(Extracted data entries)

• • • • • • •

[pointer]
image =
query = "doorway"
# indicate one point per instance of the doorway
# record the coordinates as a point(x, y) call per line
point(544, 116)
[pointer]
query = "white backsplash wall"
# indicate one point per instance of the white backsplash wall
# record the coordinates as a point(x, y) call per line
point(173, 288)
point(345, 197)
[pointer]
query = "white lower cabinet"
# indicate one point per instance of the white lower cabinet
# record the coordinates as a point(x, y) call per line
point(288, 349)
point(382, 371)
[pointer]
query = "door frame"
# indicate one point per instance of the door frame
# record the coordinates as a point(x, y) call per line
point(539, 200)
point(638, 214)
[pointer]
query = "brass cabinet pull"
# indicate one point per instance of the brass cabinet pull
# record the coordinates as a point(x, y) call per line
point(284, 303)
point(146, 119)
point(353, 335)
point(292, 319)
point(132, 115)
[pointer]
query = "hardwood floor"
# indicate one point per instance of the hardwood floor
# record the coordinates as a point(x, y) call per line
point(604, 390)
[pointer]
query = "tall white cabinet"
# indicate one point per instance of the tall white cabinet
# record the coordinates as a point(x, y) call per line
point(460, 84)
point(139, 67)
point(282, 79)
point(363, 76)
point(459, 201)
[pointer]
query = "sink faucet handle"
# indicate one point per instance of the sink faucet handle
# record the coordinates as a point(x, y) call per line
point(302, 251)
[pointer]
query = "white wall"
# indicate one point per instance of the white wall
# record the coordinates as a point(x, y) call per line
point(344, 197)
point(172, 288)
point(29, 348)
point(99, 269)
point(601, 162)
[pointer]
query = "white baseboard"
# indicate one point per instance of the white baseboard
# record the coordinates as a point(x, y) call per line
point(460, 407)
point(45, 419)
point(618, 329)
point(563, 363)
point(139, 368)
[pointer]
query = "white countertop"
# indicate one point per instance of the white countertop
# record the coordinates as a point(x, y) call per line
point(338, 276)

• • • • • • •

Only one stretch of the records above is wanted: the lines between the one holding "# indicate one point per instance of the brass" and the one holding "# indicate one point per instance of the white baseboard", inclusive, reproduced exactly.

# indicate one point per instance of the brass cabinet pull
# record the coordinates as a point(x, y) call per line
point(284, 303)
point(146, 119)
point(353, 335)
point(292, 319)
point(132, 115)
[pointer]
query = "hardwood floor"
# indicate one point per instance of the hardwood floor
# record the coordinates as a point(x, y) call per line
point(604, 390)
[pointer]
query = "tall white cabinet"
# indicate one point per instance of the tall white cabinet
# record the coordinates as a point(x, y) call per line
point(460, 84)
point(139, 67)
point(282, 79)
point(363, 76)
point(459, 201)
[pointer]
query = "sink faucet handle"
# indicate one point per instance of the sink faucet handle
# record the coordinates as a point(x, y) call per line
point(302, 251)
[pointer]
query = "white wall"
# indicate one point per instance of the white wall
# record the coordinates as a point(x, y) call per line
point(344, 197)
point(172, 288)
point(29, 348)
point(99, 269)
point(601, 162)
[pointer]
query = "white baseboard"
# indicate one point per instance of the white baseboard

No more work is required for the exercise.